%%

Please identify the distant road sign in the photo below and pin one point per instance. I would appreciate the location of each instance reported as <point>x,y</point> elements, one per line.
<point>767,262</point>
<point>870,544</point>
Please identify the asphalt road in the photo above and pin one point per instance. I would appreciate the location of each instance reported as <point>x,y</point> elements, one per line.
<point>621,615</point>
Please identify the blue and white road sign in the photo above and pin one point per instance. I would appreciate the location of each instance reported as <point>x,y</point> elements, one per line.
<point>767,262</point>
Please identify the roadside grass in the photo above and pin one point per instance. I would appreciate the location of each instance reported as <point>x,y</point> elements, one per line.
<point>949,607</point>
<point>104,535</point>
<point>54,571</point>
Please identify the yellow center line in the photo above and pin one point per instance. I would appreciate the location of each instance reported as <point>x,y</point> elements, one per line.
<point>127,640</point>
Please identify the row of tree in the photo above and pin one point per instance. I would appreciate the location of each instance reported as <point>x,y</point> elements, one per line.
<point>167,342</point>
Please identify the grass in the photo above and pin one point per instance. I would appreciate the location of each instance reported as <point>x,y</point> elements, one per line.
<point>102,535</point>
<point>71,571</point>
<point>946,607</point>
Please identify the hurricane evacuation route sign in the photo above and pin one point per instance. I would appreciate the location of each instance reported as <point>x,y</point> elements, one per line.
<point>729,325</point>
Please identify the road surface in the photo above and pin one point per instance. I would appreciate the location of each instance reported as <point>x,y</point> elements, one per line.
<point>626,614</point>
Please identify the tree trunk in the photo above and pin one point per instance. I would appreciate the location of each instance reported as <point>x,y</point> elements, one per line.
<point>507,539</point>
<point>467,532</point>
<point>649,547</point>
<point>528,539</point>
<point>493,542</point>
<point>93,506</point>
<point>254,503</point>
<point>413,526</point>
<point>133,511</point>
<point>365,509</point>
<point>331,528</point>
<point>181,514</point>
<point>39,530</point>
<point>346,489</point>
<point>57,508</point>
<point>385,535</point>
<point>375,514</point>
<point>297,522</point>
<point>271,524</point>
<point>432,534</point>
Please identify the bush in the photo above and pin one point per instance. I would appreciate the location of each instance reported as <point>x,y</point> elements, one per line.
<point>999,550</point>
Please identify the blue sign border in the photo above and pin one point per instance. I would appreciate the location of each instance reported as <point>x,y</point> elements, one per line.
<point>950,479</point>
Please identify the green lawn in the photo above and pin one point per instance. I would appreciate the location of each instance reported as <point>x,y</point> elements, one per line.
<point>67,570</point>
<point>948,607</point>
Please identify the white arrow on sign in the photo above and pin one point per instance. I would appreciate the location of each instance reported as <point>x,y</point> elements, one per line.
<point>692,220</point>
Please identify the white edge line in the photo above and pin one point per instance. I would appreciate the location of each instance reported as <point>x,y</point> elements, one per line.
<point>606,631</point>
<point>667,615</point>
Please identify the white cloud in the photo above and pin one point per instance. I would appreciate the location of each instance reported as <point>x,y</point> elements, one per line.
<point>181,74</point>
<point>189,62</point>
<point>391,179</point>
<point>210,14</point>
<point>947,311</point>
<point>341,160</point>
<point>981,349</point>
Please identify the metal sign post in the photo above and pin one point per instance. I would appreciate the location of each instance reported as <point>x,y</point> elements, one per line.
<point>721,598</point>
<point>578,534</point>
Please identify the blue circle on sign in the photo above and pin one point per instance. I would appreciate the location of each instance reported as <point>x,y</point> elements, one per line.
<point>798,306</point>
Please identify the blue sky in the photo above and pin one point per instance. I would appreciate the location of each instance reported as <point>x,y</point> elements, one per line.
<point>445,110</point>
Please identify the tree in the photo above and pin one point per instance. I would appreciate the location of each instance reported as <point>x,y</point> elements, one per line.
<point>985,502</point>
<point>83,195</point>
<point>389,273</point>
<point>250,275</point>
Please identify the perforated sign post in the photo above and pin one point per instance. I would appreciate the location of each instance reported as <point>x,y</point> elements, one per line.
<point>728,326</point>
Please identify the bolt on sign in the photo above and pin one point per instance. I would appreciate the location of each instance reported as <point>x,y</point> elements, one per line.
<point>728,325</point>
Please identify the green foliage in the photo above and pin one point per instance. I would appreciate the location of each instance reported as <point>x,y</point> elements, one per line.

%%

REQUEST
Copy all of the material above word for word, with no changes.

WRITTEN ANSWER
Please identify the distant road sign in the photo below and pin one point per instance. I would appreciate the location of each instance reported as <point>x,y</point> elements, one per line.
<point>767,262</point>
<point>870,544</point>
Please identify the asphalt road in the photo above and pin one point per instance. I would appreciate the location of each instance reported as <point>x,y</point> elements, one per line.
<point>621,615</point>
Please identify the blue and white road sign in the photo above and pin one point per instance. I would appreciate the location of each instance reported as <point>x,y</point> elements, one per line.
<point>767,262</point>
Please identify the roadside grass in the photo above and pin one point per instance. I would appreciate the location of each instance reported as <point>x,y</point> elements, one per line.
<point>949,607</point>
<point>104,535</point>
<point>54,571</point>
Please identify the yellow center line in the photo above and pin one point per instance. I would appreciate the location of each instance reported as <point>x,y</point> elements, one per line.
<point>127,640</point>
Please identify the row of tree in the photo above and pin one point per instance. I would appreciate the location of each instance reported as <point>x,y</point> elements, one per line.
<point>167,342</point>
Please identify the grass in the photo above and pin one point per instance. I would appreciate the location of each instance reported as <point>x,y</point> elements, one per line.
<point>102,535</point>
<point>71,571</point>
<point>946,607</point>
Please identify the hurricane evacuation route sign in the photo above and pin one point per instance. I would appreciate the location of each instance reported as <point>x,y</point> elements, one per line.
<point>729,325</point>
Please identify the road surface in the photo above and pin one point per instance. I would appreciate the location of each instance reported as <point>x,y</point> elements, one per line.
<point>626,614</point>
Please identify the tree trunk in the photo above and pin one point per instance. I would appreciate the location of each instance reported as <point>x,y</point> elements, one per line.
<point>507,539</point>
<point>467,532</point>
<point>649,547</point>
<point>528,539</point>
<point>493,542</point>
<point>93,506</point>
<point>254,503</point>
<point>413,526</point>
<point>133,511</point>
<point>365,509</point>
<point>331,528</point>
<point>181,514</point>
<point>39,530</point>
<point>346,489</point>
<point>57,508</point>
<point>385,535</point>
<point>375,514</point>
<point>297,522</point>
<point>271,524</point>
<point>432,534</point>
Please identify the bush in the photo above and pin one point per instance. I would appreciate the location of each instance reported as <point>x,y</point> elements, one per line.
<point>999,550</point>
Please identify the blue sign border in the photo above and pin one point per instance. I would appreciate the location of each instance reported as <point>x,y</point> elements, one per line.
<point>950,479</point>
Please identify the green lawn in the photo above and pin one point per instance. I would appreciate the location of each instance reported as <point>x,y</point> elements, one per line.
<point>67,570</point>
<point>948,607</point>
Please identify the white arrow on sign in the photo above and pin one point per instance. I would appreciate the location of each instance reported as <point>x,y</point> elements, one per line.
<point>692,220</point>
Please identify the white edge line in the photo above and pin one point per instance. I would appreciate the location of each instance reported as <point>x,y</point> elements, one per line.
<point>606,631</point>
<point>667,615</point>
Please identify the white cloud in the photo above and pin one point per instance. I would appreciate the location of each instance reported as <point>x,y</point> elements, one per line.
<point>181,74</point>
<point>189,62</point>
<point>391,179</point>
<point>210,14</point>
<point>947,311</point>
<point>341,160</point>
<point>981,349</point>
Please identify the metal sign post in the photo above and pin one point per instance. I would appreciate the location of each instance reported as <point>x,y</point> elements, one per line.
<point>721,598</point>
<point>578,534</point>
Please identify the blue circle on sign in the photo above and pin one point per instance. I would appreciate the location of each instance reported as <point>x,y</point> elements, one per line.
<point>798,306</point>
Please identify the blue sky in the photo above and pin one point per instance. I would appreciate the location of each instance reported as <point>x,y</point> elements, one per line.
<point>445,110</point>
Please identify the tree in the photo above and pin one point per instance. I would appreciate the location of each instance reported as <point>x,y</point> elements, one per line.
<point>985,502</point>
<point>83,195</point>
<point>389,273</point>
<point>250,275</point>
Please identify the perforated sign post in the photo above and pin one point per instance. I would appreciate the location of each instance reported as <point>x,y</point> elements, one per line.
<point>728,326</point>
Please identify the bolt on sign in the photo above and pin one point per instance. I would appreciate the location of each instance reported as <point>x,y</point> elements, one per line.
<point>728,325</point>
Please identify the green foliage in the photo above and pin one point per instance. I would appreciate the location of each instance reported as <point>x,y</point> elements, one per line.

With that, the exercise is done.